**WRITTEN EXERCISE:** Reproduce the gross profit text word for word, starting at "Gross profit percentage" and ending at "efficiency of organization.".

— start SELECTED EXCERPT —

Reasons for Fluctuations in Gross Profit Ratio

Gross Profit on Sales

Gross profit simply means income accrued over and above the cost of goods sold. While assessing the gross profit, we give importance to the variable costs only. Cost of Materials, labor and other variable expenditure is considered here. For example: An organization sold goods amounting to Rs. 1 crore, there were no opening and closing stocks, The Cost of Goods Sold is Rs. 60 Lakhs. Then the Gross profit of the organization is 40%.

Gross profit percentage can be determined by

Gross Profit/Sales*100

Importance of Gross profit:

  • Profit is the prime objective of doing Business.
  • Bankers while providing loans pay attention towards the earning capacity of the organization i.e. Gross Profit.
  • Various Institutions while rating organization consider gross profit ratio.
  • It determines the efficiency of organization.
  • It determines whether the organization will be able to meet all its liabilities within the given period of time.

— end SELECTED EXCERPT —
— start LISTED RECORDS —

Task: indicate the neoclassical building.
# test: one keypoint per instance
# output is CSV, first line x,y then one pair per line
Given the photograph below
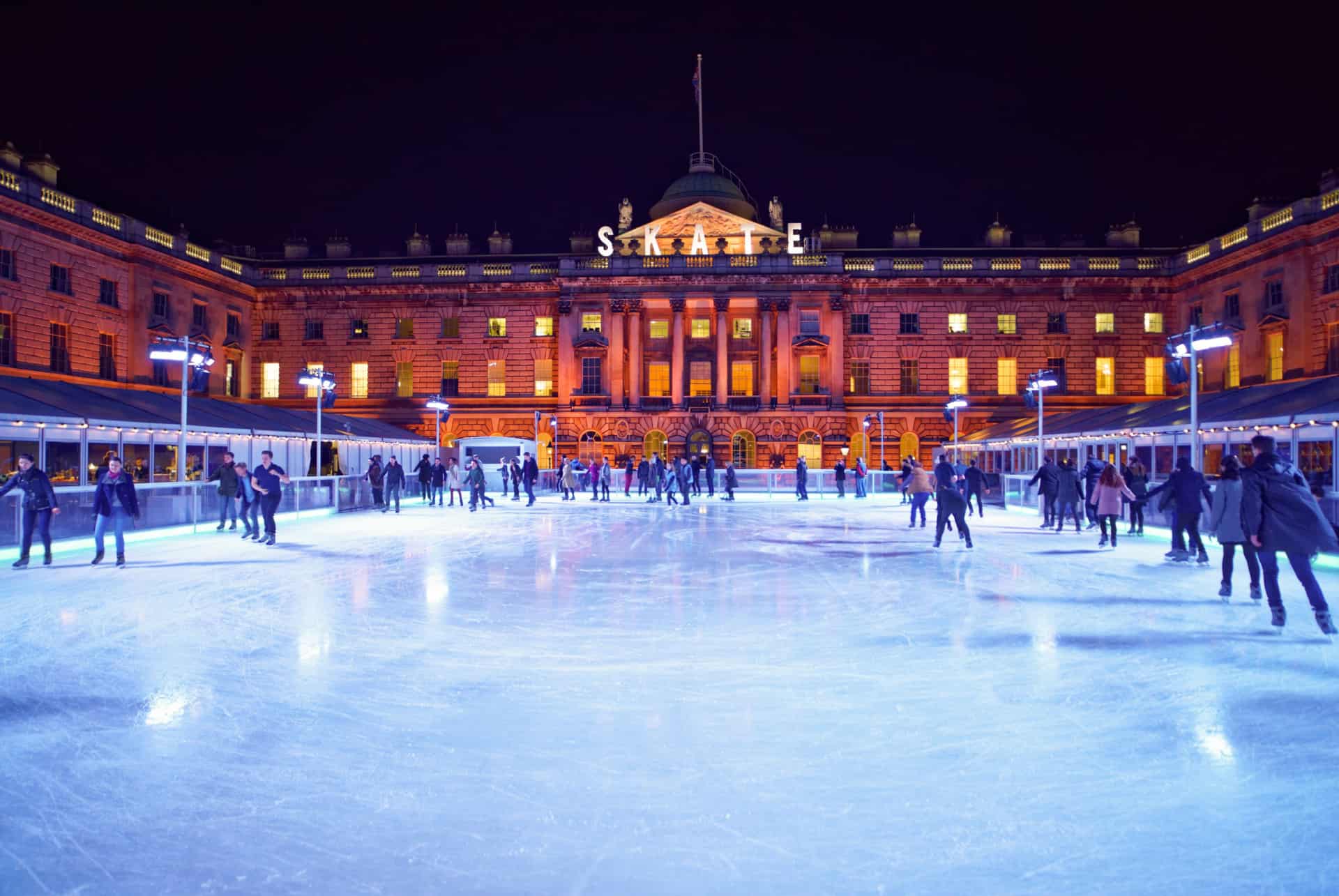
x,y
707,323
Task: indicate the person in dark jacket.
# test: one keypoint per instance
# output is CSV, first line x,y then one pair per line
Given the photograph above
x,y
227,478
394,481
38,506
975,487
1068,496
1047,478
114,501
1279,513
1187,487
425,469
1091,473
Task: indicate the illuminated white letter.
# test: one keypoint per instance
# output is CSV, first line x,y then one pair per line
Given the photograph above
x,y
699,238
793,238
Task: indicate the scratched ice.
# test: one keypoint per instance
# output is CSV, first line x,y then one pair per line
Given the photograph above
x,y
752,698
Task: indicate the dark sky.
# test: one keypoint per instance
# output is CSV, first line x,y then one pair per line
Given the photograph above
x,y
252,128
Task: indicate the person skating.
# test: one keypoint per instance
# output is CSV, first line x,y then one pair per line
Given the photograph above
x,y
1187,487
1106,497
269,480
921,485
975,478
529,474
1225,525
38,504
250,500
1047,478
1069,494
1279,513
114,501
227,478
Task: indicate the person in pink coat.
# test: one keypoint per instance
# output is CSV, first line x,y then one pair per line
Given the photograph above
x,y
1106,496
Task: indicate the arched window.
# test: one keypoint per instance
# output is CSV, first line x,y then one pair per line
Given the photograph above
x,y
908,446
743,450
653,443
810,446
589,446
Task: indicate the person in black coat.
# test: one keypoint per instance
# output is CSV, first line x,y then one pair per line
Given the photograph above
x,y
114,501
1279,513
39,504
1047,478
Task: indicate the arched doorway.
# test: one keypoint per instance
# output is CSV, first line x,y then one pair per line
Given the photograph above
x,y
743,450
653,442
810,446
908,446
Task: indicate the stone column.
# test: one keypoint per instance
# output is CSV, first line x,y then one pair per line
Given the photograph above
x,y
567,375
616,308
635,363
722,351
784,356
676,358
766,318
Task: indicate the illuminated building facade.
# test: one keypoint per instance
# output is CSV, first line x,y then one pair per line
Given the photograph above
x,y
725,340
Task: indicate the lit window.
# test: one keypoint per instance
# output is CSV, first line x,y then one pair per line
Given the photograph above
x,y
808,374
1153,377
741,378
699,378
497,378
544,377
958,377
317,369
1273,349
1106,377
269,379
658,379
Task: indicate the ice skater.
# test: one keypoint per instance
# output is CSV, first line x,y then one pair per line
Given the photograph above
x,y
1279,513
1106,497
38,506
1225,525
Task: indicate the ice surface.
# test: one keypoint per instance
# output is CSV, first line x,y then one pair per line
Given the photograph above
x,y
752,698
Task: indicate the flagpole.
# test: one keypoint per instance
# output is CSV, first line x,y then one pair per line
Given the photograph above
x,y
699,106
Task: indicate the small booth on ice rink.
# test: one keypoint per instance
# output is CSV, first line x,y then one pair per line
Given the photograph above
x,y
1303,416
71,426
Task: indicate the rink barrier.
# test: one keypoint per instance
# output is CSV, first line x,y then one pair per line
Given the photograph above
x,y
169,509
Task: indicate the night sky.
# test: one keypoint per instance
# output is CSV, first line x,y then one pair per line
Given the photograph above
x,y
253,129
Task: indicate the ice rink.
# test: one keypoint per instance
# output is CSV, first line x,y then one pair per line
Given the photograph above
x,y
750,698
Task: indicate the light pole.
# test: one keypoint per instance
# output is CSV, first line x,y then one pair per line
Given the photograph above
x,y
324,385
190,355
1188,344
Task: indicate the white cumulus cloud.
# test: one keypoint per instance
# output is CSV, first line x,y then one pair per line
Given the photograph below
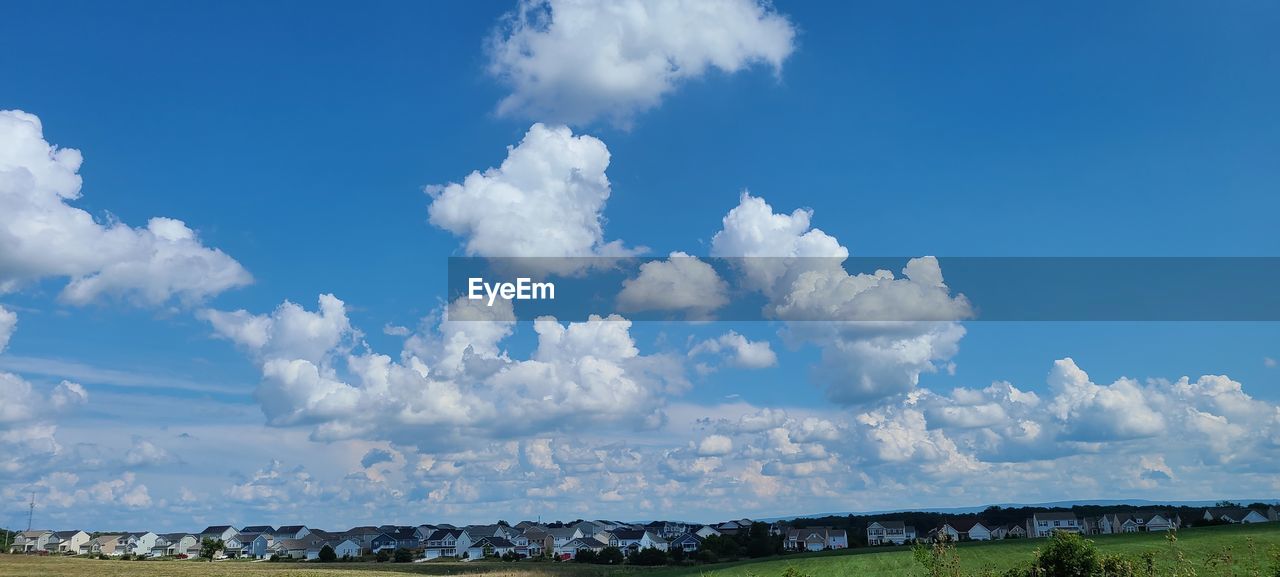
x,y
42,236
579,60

— end LISTED RECORDS —

**SOLUTION TO THIS PROBLEM:**
Gross profit percentage can be determined by

Gross Profit/Sales*100

Importance of Gross profit:

  • Profit is the prime objective of doing Business.
  • Bankers while providing loans pay attention towards the earning capacity of the organization i.e. Gross Profit.
  • Various Institutions while rating organization consider gross profit ratio.
  • It determines the efficiency of organization.